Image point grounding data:

-.-.-

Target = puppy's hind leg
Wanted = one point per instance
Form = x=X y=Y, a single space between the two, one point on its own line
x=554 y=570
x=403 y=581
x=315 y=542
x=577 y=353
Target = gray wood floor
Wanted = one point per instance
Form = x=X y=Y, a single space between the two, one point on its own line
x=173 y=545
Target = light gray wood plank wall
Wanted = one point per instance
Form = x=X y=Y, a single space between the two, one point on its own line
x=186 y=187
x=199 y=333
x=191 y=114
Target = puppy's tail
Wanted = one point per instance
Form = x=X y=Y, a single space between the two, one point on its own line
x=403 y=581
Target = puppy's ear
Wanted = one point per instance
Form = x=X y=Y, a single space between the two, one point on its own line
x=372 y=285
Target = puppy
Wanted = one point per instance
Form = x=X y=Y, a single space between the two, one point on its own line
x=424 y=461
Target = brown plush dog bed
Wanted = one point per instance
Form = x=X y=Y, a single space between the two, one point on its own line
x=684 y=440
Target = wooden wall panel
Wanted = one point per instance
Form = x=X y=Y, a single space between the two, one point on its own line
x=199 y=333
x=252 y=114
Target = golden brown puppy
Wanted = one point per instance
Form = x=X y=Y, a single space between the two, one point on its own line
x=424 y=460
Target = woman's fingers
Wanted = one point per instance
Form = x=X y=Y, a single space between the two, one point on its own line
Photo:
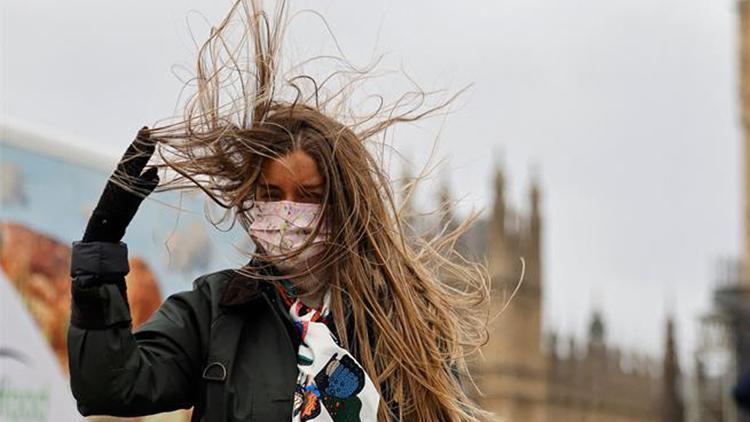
x=137 y=155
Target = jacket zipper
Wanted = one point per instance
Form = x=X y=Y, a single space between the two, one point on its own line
x=276 y=307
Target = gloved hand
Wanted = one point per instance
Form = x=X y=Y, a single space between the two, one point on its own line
x=116 y=206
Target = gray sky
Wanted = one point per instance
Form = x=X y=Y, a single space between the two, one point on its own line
x=626 y=109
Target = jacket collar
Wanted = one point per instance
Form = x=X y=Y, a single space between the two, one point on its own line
x=241 y=289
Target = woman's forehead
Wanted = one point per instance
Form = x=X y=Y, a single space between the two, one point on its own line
x=297 y=167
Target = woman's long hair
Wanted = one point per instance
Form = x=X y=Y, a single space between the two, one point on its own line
x=421 y=305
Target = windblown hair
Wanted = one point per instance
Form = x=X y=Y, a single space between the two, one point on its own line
x=422 y=307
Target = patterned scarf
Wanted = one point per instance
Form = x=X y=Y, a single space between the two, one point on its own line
x=331 y=385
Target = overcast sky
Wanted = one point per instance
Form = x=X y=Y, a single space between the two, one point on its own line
x=626 y=109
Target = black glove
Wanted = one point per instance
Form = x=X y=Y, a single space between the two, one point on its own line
x=116 y=206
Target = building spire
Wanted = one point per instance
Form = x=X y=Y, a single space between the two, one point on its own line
x=672 y=409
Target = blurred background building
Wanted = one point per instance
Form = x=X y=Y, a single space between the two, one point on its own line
x=724 y=346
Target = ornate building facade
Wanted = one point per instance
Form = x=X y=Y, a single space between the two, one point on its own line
x=523 y=375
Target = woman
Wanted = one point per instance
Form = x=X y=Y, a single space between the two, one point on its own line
x=336 y=316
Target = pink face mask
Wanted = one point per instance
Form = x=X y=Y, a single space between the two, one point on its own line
x=281 y=227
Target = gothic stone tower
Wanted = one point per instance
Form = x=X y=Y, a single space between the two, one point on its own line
x=512 y=374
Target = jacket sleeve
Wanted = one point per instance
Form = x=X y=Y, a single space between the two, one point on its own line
x=119 y=372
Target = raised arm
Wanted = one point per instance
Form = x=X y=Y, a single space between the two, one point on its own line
x=113 y=370
x=119 y=372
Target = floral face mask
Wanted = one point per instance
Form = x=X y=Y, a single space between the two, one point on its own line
x=281 y=227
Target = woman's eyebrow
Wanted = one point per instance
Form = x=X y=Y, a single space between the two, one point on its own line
x=311 y=186
x=268 y=186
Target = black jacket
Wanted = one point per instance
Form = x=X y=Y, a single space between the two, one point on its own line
x=227 y=347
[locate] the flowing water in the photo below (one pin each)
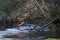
(26, 32)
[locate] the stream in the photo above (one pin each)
(26, 32)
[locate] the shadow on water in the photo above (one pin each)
(27, 32)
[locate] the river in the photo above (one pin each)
(26, 32)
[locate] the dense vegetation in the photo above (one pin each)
(41, 12)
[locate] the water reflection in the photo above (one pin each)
(26, 32)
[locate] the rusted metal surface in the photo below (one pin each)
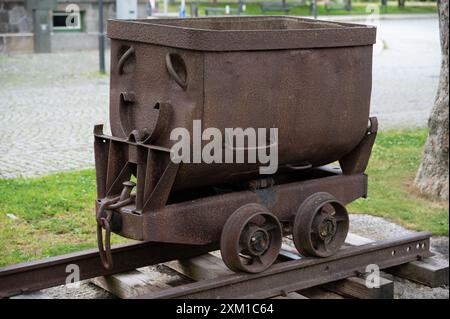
(320, 226)
(242, 33)
(303, 273)
(160, 82)
(309, 79)
(50, 272)
(251, 239)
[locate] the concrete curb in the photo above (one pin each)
(380, 17)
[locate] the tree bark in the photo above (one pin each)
(432, 176)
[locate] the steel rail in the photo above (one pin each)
(50, 272)
(304, 273)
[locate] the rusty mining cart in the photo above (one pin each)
(311, 79)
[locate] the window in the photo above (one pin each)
(64, 21)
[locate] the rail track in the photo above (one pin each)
(344, 272)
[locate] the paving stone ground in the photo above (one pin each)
(49, 104)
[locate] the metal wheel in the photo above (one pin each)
(320, 226)
(251, 239)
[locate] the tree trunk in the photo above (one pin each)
(432, 176)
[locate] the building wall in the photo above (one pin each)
(16, 25)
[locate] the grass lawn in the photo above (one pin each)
(358, 8)
(41, 217)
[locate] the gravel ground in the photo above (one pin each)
(378, 228)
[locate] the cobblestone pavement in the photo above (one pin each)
(48, 107)
(50, 103)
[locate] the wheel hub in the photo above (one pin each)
(327, 228)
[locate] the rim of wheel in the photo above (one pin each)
(251, 239)
(320, 226)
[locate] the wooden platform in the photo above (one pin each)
(428, 271)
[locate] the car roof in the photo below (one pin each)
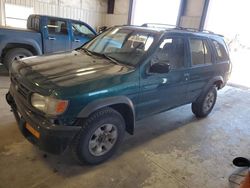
(175, 31)
(56, 17)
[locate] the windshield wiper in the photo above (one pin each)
(87, 51)
(111, 59)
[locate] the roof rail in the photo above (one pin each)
(159, 25)
(169, 26)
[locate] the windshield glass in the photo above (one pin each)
(124, 45)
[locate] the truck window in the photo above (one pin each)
(57, 27)
(220, 51)
(80, 29)
(200, 52)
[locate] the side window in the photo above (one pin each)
(171, 51)
(221, 51)
(80, 29)
(200, 52)
(57, 27)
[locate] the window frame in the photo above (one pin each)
(208, 42)
(185, 57)
(81, 23)
(216, 55)
(54, 33)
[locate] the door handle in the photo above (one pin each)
(52, 38)
(186, 75)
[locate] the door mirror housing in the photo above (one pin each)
(160, 67)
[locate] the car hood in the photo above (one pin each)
(68, 69)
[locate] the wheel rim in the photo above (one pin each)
(19, 56)
(209, 101)
(103, 139)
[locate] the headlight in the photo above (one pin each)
(48, 105)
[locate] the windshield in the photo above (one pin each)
(123, 45)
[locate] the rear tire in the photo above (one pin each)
(205, 103)
(15, 54)
(100, 136)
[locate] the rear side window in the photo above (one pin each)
(57, 27)
(200, 52)
(221, 52)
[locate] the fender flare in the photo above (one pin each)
(109, 101)
(212, 81)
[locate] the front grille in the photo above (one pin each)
(20, 88)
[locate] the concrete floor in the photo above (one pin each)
(172, 149)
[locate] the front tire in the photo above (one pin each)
(100, 136)
(15, 54)
(205, 103)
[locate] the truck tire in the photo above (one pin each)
(205, 103)
(100, 136)
(15, 54)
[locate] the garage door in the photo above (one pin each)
(157, 11)
(230, 19)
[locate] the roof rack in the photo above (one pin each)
(159, 25)
(169, 26)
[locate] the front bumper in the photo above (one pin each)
(52, 138)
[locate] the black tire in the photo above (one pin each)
(81, 145)
(205, 103)
(15, 54)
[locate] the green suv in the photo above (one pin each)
(88, 98)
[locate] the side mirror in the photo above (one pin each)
(160, 68)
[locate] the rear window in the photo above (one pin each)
(221, 53)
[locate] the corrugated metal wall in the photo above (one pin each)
(95, 16)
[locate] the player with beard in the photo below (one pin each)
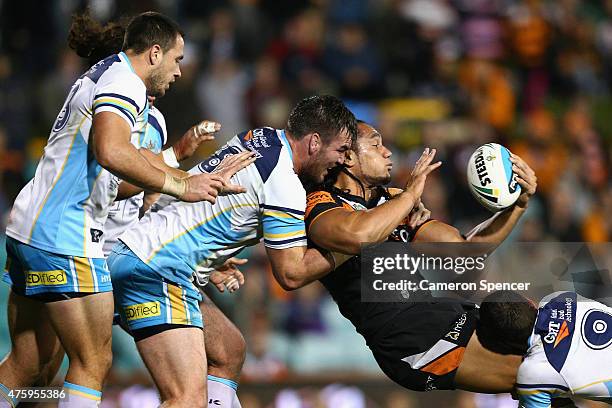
(156, 261)
(60, 284)
(411, 341)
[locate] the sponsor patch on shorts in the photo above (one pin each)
(142, 310)
(46, 278)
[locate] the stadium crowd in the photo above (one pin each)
(534, 75)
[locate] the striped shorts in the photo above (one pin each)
(32, 271)
(145, 299)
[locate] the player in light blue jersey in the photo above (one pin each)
(154, 265)
(566, 344)
(61, 290)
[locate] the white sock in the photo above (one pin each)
(222, 393)
(78, 396)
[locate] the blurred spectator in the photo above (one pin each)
(304, 314)
(354, 63)
(267, 101)
(260, 364)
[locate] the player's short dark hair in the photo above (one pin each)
(92, 40)
(150, 28)
(324, 114)
(506, 322)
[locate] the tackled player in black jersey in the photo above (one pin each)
(420, 345)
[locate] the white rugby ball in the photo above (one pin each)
(491, 178)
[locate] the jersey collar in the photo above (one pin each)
(123, 56)
(286, 143)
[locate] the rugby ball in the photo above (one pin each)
(491, 178)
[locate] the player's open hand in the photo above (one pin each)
(418, 215)
(230, 166)
(202, 187)
(186, 146)
(526, 178)
(228, 275)
(422, 168)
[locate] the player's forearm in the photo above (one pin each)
(496, 229)
(312, 266)
(375, 225)
(157, 161)
(127, 190)
(128, 164)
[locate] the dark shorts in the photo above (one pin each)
(423, 346)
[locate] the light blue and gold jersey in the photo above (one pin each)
(570, 352)
(182, 239)
(123, 214)
(64, 207)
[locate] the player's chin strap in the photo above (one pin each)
(346, 171)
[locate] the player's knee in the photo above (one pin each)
(96, 363)
(230, 357)
(186, 396)
(25, 369)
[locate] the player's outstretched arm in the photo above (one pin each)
(186, 146)
(110, 139)
(168, 160)
(297, 266)
(344, 231)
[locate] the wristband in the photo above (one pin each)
(204, 128)
(174, 186)
(170, 157)
(339, 258)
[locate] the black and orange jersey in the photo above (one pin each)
(419, 345)
(344, 284)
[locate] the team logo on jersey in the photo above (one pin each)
(62, 118)
(556, 333)
(457, 328)
(597, 329)
(96, 235)
(46, 278)
(142, 310)
(555, 325)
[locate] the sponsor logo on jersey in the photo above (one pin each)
(556, 333)
(96, 235)
(555, 325)
(457, 327)
(46, 278)
(142, 310)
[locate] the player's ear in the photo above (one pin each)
(350, 158)
(315, 143)
(155, 54)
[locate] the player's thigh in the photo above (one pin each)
(176, 359)
(84, 324)
(34, 344)
(225, 345)
(483, 371)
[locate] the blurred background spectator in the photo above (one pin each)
(535, 75)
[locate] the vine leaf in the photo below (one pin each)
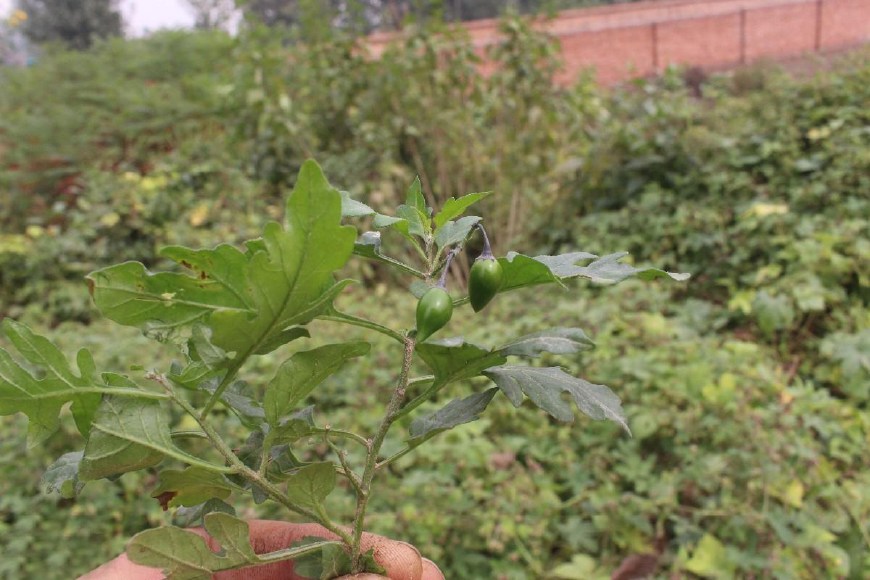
(42, 397)
(184, 555)
(247, 298)
(555, 341)
(456, 412)
(308, 486)
(544, 387)
(302, 372)
(190, 487)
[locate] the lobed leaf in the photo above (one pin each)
(555, 341)
(249, 299)
(41, 398)
(544, 387)
(301, 373)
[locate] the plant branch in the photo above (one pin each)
(363, 323)
(243, 470)
(393, 408)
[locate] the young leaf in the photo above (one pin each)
(604, 270)
(556, 341)
(129, 434)
(193, 516)
(184, 555)
(455, 232)
(62, 476)
(310, 485)
(302, 372)
(191, 486)
(521, 271)
(41, 399)
(544, 387)
(248, 299)
(456, 207)
(456, 412)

-.-.-

WHAT THE TASK ASKS -
Which of the lines above carry the string "jacket"? Pick them out and copy them.

ANSWER SPACE -
Target = jacket zipper
Target = jacket collar
Target = jacket sleeve
Target = black jacket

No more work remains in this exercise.